┌─ MATERIAL TO PROCESS

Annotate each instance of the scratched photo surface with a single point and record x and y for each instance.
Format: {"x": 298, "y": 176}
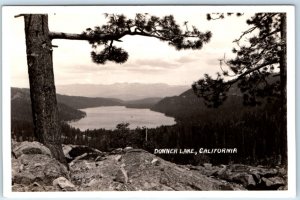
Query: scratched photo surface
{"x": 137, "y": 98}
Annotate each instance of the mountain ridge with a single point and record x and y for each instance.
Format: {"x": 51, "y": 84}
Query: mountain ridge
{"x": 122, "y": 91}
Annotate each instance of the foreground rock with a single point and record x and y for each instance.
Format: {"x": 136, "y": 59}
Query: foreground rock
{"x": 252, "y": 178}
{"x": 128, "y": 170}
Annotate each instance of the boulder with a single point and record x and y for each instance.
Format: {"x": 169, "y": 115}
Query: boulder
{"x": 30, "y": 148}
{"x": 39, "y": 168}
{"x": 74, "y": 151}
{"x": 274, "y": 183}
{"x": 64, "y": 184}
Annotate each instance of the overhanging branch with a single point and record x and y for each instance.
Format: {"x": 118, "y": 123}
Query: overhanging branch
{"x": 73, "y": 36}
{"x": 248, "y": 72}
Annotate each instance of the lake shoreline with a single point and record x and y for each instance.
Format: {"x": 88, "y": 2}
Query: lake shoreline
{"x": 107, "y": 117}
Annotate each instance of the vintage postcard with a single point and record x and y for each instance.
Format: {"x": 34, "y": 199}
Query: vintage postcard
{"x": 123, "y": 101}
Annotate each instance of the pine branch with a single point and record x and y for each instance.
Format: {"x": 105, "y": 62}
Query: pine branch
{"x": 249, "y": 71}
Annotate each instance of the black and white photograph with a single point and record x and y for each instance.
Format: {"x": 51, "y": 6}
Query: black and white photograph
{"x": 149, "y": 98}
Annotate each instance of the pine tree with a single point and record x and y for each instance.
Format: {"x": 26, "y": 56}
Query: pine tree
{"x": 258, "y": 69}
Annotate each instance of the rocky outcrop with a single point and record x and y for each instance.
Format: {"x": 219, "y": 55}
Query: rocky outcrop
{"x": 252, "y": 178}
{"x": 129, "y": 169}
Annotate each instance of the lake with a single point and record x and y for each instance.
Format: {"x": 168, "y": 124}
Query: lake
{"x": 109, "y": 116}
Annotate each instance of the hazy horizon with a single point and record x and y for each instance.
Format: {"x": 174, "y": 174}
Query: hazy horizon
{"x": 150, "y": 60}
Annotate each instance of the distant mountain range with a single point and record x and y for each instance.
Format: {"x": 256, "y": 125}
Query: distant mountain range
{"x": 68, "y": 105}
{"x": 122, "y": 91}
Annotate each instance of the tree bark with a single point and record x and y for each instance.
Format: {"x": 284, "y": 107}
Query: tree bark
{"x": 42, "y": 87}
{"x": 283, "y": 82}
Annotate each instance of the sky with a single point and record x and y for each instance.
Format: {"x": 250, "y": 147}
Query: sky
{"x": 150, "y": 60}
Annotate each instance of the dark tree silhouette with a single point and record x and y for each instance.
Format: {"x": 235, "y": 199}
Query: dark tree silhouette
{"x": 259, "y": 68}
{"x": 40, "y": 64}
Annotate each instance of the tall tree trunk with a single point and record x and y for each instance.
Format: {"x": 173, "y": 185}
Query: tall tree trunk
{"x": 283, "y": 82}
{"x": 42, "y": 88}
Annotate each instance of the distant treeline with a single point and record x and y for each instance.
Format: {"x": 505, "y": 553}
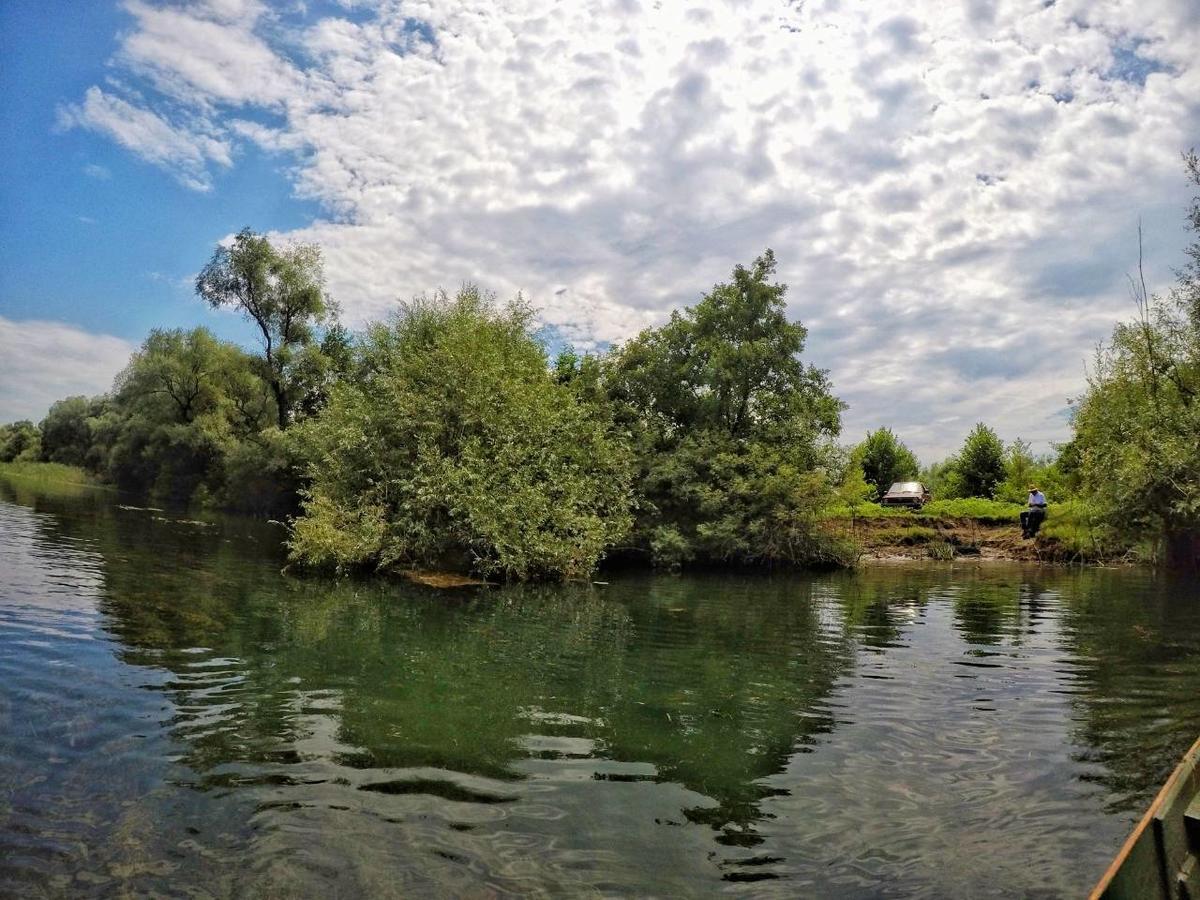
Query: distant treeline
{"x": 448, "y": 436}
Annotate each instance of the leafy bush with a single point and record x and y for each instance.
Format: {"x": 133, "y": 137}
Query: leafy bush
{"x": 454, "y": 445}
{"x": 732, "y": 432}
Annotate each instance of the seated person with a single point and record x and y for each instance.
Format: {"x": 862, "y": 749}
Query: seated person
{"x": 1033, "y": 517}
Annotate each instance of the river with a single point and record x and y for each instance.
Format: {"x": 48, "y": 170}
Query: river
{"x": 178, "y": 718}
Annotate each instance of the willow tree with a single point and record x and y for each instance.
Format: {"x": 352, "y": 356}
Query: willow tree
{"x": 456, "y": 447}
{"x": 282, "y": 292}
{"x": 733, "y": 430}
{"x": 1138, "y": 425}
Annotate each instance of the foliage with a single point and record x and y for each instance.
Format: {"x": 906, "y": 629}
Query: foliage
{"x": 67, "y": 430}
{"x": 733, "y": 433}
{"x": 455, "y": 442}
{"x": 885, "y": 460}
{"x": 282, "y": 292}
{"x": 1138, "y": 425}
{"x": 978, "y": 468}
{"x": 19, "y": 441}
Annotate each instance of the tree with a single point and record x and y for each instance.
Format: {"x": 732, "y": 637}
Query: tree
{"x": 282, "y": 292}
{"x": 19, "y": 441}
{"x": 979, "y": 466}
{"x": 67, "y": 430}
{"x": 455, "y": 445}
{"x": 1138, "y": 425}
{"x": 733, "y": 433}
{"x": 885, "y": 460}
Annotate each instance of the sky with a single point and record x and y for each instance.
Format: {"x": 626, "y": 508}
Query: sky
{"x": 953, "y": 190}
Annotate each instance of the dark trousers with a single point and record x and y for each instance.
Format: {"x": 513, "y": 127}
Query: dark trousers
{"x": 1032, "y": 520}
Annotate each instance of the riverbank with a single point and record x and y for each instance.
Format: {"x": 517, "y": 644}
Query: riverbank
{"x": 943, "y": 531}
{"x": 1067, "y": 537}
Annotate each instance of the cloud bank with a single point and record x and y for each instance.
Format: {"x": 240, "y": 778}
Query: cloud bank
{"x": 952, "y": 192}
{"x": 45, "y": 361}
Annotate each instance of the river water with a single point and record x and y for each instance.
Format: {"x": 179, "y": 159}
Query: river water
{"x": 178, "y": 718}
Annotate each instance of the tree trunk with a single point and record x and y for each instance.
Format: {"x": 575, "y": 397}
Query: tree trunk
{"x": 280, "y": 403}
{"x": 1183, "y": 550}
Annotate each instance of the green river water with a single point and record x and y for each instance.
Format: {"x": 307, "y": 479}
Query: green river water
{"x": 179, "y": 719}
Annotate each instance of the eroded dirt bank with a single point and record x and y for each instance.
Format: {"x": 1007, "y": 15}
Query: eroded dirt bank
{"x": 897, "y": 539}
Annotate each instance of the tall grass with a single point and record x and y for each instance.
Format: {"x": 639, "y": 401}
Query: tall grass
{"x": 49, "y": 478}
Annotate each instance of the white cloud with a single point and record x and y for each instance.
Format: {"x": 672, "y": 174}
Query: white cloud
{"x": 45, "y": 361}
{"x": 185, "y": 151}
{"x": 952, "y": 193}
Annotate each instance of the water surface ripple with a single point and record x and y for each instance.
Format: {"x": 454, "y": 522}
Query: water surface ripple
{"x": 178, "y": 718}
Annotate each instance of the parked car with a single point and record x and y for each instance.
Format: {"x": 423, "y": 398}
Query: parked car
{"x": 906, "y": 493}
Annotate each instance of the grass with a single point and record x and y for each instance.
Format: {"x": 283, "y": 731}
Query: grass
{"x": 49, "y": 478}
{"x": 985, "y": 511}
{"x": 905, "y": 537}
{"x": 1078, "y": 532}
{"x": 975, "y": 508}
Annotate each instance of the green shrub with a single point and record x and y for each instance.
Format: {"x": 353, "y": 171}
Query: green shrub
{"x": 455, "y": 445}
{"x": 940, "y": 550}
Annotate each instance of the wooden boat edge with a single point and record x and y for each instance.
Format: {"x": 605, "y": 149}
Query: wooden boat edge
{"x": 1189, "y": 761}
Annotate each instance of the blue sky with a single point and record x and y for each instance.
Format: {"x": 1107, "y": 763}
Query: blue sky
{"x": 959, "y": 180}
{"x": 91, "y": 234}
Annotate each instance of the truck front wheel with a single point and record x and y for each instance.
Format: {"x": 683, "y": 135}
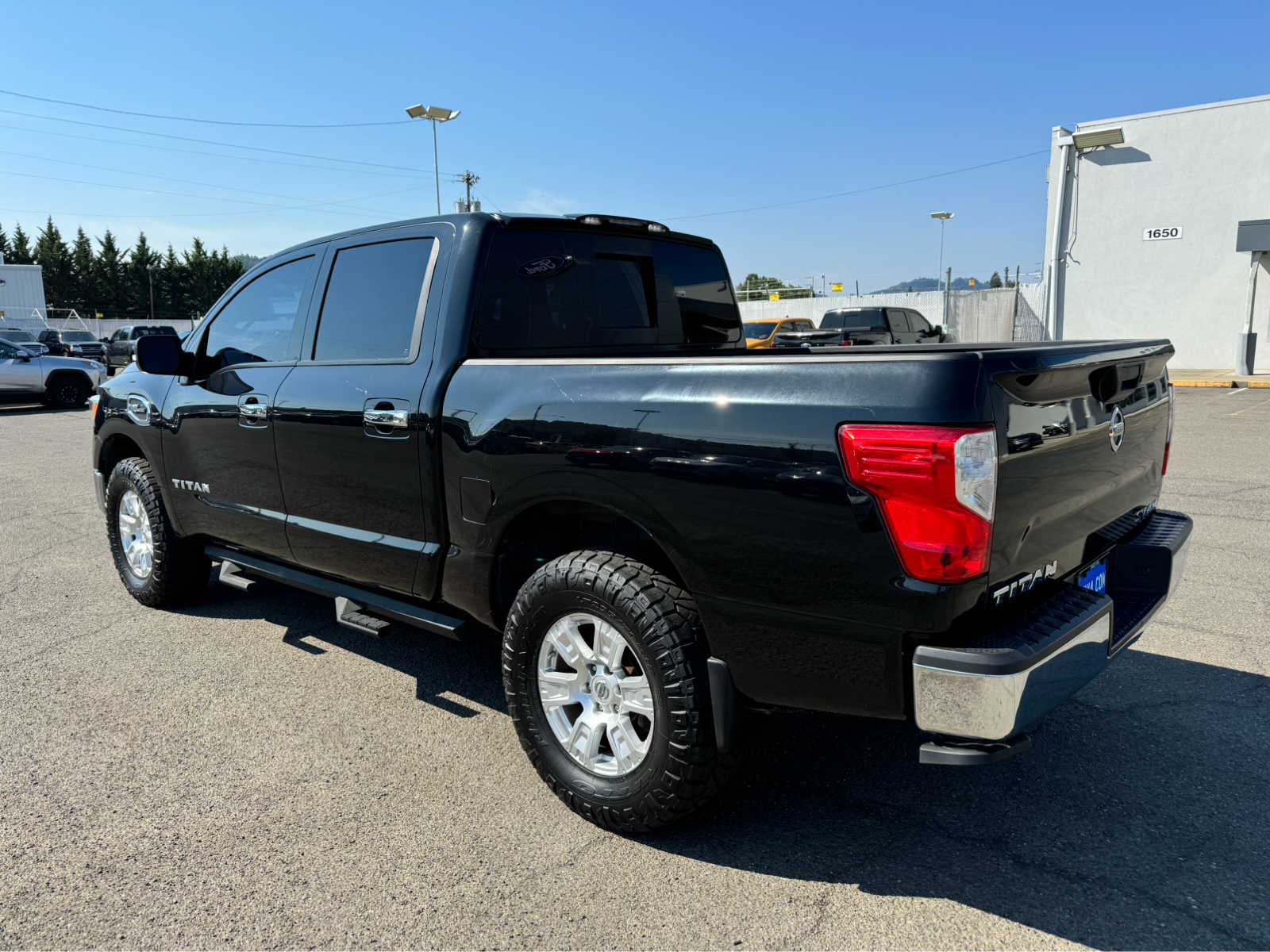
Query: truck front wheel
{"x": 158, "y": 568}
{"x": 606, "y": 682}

└─

**AIM OF THE TASK**
Restate each of the entries above word for word and skip every image.

**COMPLETED EXERCISE**
Annotate each instance of the scratched photo surface with a single point and record x and y for each instance.
Format: {"x": 298, "y": 176}
Query: scratched photo surface
{"x": 137, "y": 98}
Annotate each instance of the mountain ridge with a single point and record x and y for each instance.
Format: {"x": 51, "y": 84}
Query: mountain ridge
{"x": 122, "y": 91}
Annotate each instance of the foreground rock with a single point and record x and y for each instance.
Format: {"x": 136, "y": 59}
Query: foreground rock
{"x": 252, "y": 178}
{"x": 128, "y": 170}
Annotate each instance of the boulder with a single point and record x and y for each instance.
Format: {"x": 169, "y": 115}
Query: boulder
{"x": 30, "y": 148}
{"x": 39, "y": 168}
{"x": 74, "y": 151}
{"x": 274, "y": 183}
{"x": 64, "y": 184}
Annotate each instance of the overhanging branch with a single point and record x and y for each instance.
Format: {"x": 118, "y": 123}
Query: overhanging branch
{"x": 73, "y": 36}
{"x": 248, "y": 72}
Annotate each instance of the lake shoreline with a single point and record x and y for each instance.
Format: {"x": 88, "y": 2}
Query: lake shoreline
{"x": 107, "y": 117}
Annotate each instance of the vintage postcard with a single point and record x and y for each instance.
Format: {"x": 34, "y": 199}
Query: vintage postcard
{"x": 123, "y": 101}
Annotate each instance of the pine branch with a single point and record x and y for each instance.
Format: {"x": 105, "y": 62}
Query: pine branch
{"x": 249, "y": 71}
Annotate each instance of the black and white photograph with a single point and record x and y for each instance.
Format: {"x": 51, "y": 6}
Query: black and white photograph
{"x": 149, "y": 98}
Annotate each instance of the pine tree with a single point and record x and y for each instance.
Format: {"x": 26, "y": 56}
Query: pine tree
{"x": 258, "y": 69}
Annotate each instance of the rocky outcrop with a single point and record x and y for each instance.
Format: {"x": 219, "y": 55}
Query: rocky outcrop
{"x": 252, "y": 178}
{"x": 129, "y": 169}
Annotate each instance of the lake with a single point and record x and y for each instance.
Format: {"x": 168, "y": 124}
Query: lake
{"x": 109, "y": 116}
Annotate each instance of the hazy horizon with a single point and record x and y for each instance.
Format: {"x": 174, "y": 174}
Query: hazy horizon
{"x": 150, "y": 60}
Annotate each instance of the distant mountain range with a single point and record x and y for each instance.
Format: {"x": 256, "y": 125}
Query: distant mountain range
{"x": 68, "y": 105}
{"x": 122, "y": 91}
Annotate each instance of the tree bark with a single point and record x and y for each instance.
Format: {"x": 284, "y": 107}
Query: tree bark
{"x": 42, "y": 87}
{"x": 283, "y": 82}
Annotate each instance of the sky with a single point and record x and y for each instance.
Format: {"x": 250, "y": 147}
Query: sky
{"x": 150, "y": 60}
Annotate each instance of the dark tree silhouette with a single point and record x and y for each instance.
Format: {"x": 235, "y": 199}
Query: dark tree silhouette
{"x": 259, "y": 68}
{"x": 40, "y": 64}
Annotate each instance of the tall tree trunk with a single point and record x and y for each instance.
Format: {"x": 173, "y": 185}
Query: tall tree trunk
{"x": 283, "y": 82}
{"x": 42, "y": 88}
Annotate each instance of the distant treeline with a single point and record x and y for each instance.
Format: {"x": 505, "y": 553}
Query: distant treeline
{"x": 448, "y": 436}
Annotate each instance of the leafy bush with a single point and record x and y for each instance.
Format: {"x": 133, "y": 137}
Query: leafy bush
{"x": 454, "y": 445}
{"x": 732, "y": 432}
Annotate each instance of the seated person with a single point and record x and y for each instance.
Format: {"x": 862, "y": 749}
Query: seated person
{"x": 1033, "y": 517}
Annotate each instance of the river with a single point and record x and y for each instance.
Format: {"x": 48, "y": 170}
Query: river
{"x": 178, "y": 718}
Annotate each instance of the willow tree with a single point and record x and y for each instance.
Format: {"x": 352, "y": 356}
Query: willow tree
{"x": 456, "y": 447}
{"x": 282, "y": 292}
{"x": 733, "y": 430}
{"x": 1138, "y": 425}
Annotate each instance of the foliage with a single point and record x and y for each instance.
Format: {"x": 906, "y": 629}
Query: foliage
{"x": 67, "y": 430}
{"x": 733, "y": 433}
{"x": 455, "y": 442}
{"x": 885, "y": 460}
{"x": 282, "y": 292}
{"x": 1138, "y": 425}
{"x": 978, "y": 468}
{"x": 19, "y": 441}
Annotate each instance of the tree with a single point and record x and y for each instance.
Format: {"x": 732, "y": 637}
Query: tree
{"x": 282, "y": 292}
{"x": 19, "y": 441}
{"x": 979, "y": 466}
{"x": 67, "y": 430}
{"x": 455, "y": 445}
{"x": 1138, "y": 425}
{"x": 733, "y": 433}
{"x": 885, "y": 460}
Annotate each instance of the sky with a single point and record x and y for each instance.
Format: {"x": 626, "y": 508}
Query: sky
{"x": 953, "y": 190}
Annotate each instance of the dark trousers with a single point and record x and y for each instance.
Format: {"x": 513, "y": 127}
Query: dark trousers
{"x": 1032, "y": 520}
Annotate each instance of the riverbank with a single point and record x and y for each instance.
Format: {"x": 517, "y": 644}
Query: riverbank
{"x": 943, "y": 531}
{"x": 1067, "y": 537}
Annotate each instance of the cloud bank with a single point and record x and y for each instance.
Format: {"x": 240, "y": 778}
Query: cloud bank
{"x": 952, "y": 192}
{"x": 45, "y": 361}
Annotate each instance of the river water with a single point and record x and y for each instance.
Format: {"x": 179, "y": 159}
Query: river water
{"x": 178, "y": 718}
Annotate each instance of the tree trunk with a single point and record x and y for each instance.
Format: {"x": 575, "y": 397}
Query: tree trunk
{"x": 280, "y": 403}
{"x": 1183, "y": 550}
Annotate each instance of the green river water with a single point and record x and y for each instance.
Format: {"x": 307, "y": 479}
Query: green river water
{"x": 179, "y": 719}
Annotate each instance of the eroded dirt bank with a single point and record x and y for each instance.
Format: {"x": 1007, "y": 15}
Query: eroded dirt bank
{"x": 897, "y": 539}
Annotate each instance of the tall grass with a single point and record x and y for each instance.
Format: {"x": 639, "y": 401}
Query: tall grass
{"x": 49, "y": 478}
Annotate each instance of the white cloud with a single point and record x and y for each instance.
Format: {"x": 672, "y": 174}
Query: white cloud
{"x": 45, "y": 361}
{"x": 185, "y": 151}
{"x": 952, "y": 193}
Annotate each instance of the water surface ripple with a single point and record x and y for each instance.
Format: {"x": 454, "y": 522}
Query: water surface ripple
{"x": 178, "y": 718}
Annotate each instance of the parked car with a single point and record x and y for each instance.
Format: {"x": 423, "y": 398}
Query: parked car
{"x": 906, "y": 493}
Annotate each instance of the grass with a single point and record x and y for each instance.
Format: {"x": 283, "y": 731}
Query: grass
{"x": 49, "y": 478}
{"x": 985, "y": 511}
{"x": 905, "y": 537}
{"x": 1078, "y": 532}
{"x": 975, "y": 508}
Annotate each instance of the green shrub with a single point and record x and y for each instance.
Format: {"x": 353, "y": 171}
Query: green shrub
{"x": 455, "y": 445}
{"x": 940, "y": 550}
Annotate each instance of the wooden boat edge with a single point and record x and y for each instance.
Format: {"x": 605, "y": 149}
Query: wooden boat edge
{"x": 1189, "y": 761}
Annotate each instance of the blue sky with a single point and record x and y for each instance.
Format: {"x": 1107, "y": 763}
Query: blue sky
{"x": 959, "y": 180}
{"x": 91, "y": 234}
Annotate each instance of the truck front wheel with a single point and record x and y for each instance.
Format: {"x": 683, "y": 135}
Query: truck front wheel
{"x": 158, "y": 568}
{"x": 606, "y": 682}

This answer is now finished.